#### Written problem 1
In the entries, lay out the lines between the one holding "Annotation task — mark the shoreline" and the one holding "<point>340,186</point>", inclusive, as a numbered list, leaving out any blank lines.
• • • •
InRule
Enterprise decision-automation platform. Modernized rule-building, process modeling, and AI-assisted business-app generation.

Modernizing a mature decision-automation platform — pulling a long-running desktop product, a web product moving toward retirement, and several acquired tools onto one coherent surface where business logic stays inspectable and AI helps without taking over.
- 2023–2024
- Senior Product Designer
- InRule
- 19-month contract
- Product, engineering, partner designer
- Figma
- Product, engineering, and a partner designer
Problem
InRule is an enterprise decision-automation company. Banks, insurers, and operations teams use it to encode the rules and processes that approve a loan, settle a claim, or route a case. By the time I joined as a Senior Product Designer on a 19-month contract, the product surface had fragmented: a mature desktop tool whose patterns long-time authors had internalized, a web product moving toward retirement, and several acquired tools that had never been unified into a single mental model.
The mandate was to bring them onto a single next-generation platform — Nexus — without throwing away the expertise that lived inside the old one. Two harder things sat under that: make complex business logic legible enough that a domain author could trust what they were looking at, and figure out how AI fits inside a product where the wrong rule has financial consequences.
• • • •
#### Written problem 2
Answer from the InRule case study:
(a) How long was the contract?
(b) What is the next-generation platform called?
(c) What design tool is listed?
• • • •
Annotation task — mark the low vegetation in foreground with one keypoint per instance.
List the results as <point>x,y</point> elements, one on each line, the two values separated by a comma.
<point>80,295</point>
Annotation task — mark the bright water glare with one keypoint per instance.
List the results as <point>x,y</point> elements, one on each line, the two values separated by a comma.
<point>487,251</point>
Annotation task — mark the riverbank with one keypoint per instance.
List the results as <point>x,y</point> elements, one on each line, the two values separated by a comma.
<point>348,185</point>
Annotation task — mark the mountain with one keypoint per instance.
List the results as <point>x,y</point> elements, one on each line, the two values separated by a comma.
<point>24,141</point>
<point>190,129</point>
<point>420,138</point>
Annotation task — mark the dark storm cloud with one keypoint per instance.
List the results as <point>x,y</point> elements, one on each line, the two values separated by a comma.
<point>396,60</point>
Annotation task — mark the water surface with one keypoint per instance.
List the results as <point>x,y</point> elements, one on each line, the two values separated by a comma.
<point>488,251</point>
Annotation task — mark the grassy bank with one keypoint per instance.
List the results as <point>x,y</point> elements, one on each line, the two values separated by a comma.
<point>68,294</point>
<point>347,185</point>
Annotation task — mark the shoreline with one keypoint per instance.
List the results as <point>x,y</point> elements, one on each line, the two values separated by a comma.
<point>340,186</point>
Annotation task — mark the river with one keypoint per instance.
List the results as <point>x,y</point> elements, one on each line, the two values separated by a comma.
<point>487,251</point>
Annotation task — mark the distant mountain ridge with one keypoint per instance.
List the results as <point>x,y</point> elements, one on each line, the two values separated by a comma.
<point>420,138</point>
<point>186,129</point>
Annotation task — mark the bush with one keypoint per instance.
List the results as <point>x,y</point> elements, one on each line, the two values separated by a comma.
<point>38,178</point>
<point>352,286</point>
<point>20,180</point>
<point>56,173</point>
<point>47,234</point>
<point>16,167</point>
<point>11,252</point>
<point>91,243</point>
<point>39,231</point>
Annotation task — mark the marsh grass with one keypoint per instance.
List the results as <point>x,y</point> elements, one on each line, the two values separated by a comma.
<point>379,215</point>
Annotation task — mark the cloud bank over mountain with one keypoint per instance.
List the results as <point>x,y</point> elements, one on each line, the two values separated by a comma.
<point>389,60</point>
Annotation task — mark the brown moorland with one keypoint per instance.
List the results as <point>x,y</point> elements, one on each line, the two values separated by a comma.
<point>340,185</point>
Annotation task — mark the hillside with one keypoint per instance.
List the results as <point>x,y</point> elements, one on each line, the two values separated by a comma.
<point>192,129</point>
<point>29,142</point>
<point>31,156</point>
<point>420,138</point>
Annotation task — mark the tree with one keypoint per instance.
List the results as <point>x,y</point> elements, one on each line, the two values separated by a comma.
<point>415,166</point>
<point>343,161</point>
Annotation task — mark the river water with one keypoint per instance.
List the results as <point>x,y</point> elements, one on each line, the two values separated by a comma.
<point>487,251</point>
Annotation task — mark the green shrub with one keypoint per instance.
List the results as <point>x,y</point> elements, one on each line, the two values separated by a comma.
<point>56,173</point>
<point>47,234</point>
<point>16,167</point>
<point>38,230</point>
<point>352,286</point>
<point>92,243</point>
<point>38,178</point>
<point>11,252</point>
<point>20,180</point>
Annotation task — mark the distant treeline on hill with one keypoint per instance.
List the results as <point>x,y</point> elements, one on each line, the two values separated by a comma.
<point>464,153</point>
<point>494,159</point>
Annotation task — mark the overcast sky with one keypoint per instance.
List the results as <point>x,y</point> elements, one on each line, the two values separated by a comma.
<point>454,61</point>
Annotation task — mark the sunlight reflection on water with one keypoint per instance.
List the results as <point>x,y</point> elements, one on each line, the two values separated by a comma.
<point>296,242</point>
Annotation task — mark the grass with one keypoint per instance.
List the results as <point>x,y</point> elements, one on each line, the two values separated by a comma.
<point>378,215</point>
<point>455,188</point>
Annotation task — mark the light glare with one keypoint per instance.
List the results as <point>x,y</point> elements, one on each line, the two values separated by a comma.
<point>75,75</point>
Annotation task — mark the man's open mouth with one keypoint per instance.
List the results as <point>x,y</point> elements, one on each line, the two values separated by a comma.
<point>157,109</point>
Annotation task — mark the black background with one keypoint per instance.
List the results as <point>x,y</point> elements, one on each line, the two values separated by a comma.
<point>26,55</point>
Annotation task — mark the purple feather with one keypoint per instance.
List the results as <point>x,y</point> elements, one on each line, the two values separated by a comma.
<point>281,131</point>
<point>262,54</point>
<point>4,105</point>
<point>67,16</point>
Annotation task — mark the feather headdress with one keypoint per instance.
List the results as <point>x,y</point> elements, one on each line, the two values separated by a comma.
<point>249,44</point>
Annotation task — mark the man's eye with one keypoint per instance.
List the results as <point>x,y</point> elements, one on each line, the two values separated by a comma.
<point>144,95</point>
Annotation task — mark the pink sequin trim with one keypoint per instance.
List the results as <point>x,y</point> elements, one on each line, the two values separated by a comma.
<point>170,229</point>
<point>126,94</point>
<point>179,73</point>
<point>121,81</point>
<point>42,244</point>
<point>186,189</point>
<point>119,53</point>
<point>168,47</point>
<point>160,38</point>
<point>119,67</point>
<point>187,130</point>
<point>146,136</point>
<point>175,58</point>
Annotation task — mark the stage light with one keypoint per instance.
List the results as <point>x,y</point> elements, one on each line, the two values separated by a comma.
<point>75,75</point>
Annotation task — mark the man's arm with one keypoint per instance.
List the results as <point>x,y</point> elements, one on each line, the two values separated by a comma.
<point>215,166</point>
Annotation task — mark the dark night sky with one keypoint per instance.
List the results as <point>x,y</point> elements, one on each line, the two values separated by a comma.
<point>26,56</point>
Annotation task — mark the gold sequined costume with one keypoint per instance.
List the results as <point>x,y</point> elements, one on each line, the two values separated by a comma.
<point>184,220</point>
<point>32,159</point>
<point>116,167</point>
• • • •
#### Worked solution 1
1. Annotation task — mark the shoreline with one keypoint per instance.
2. List the results as <point>x,y</point> elements, one on each line, the two values separated by a comma.
3. <point>340,186</point>

#### Worked solution 2
(a) 19 months
(b) Nexus
(c) Figma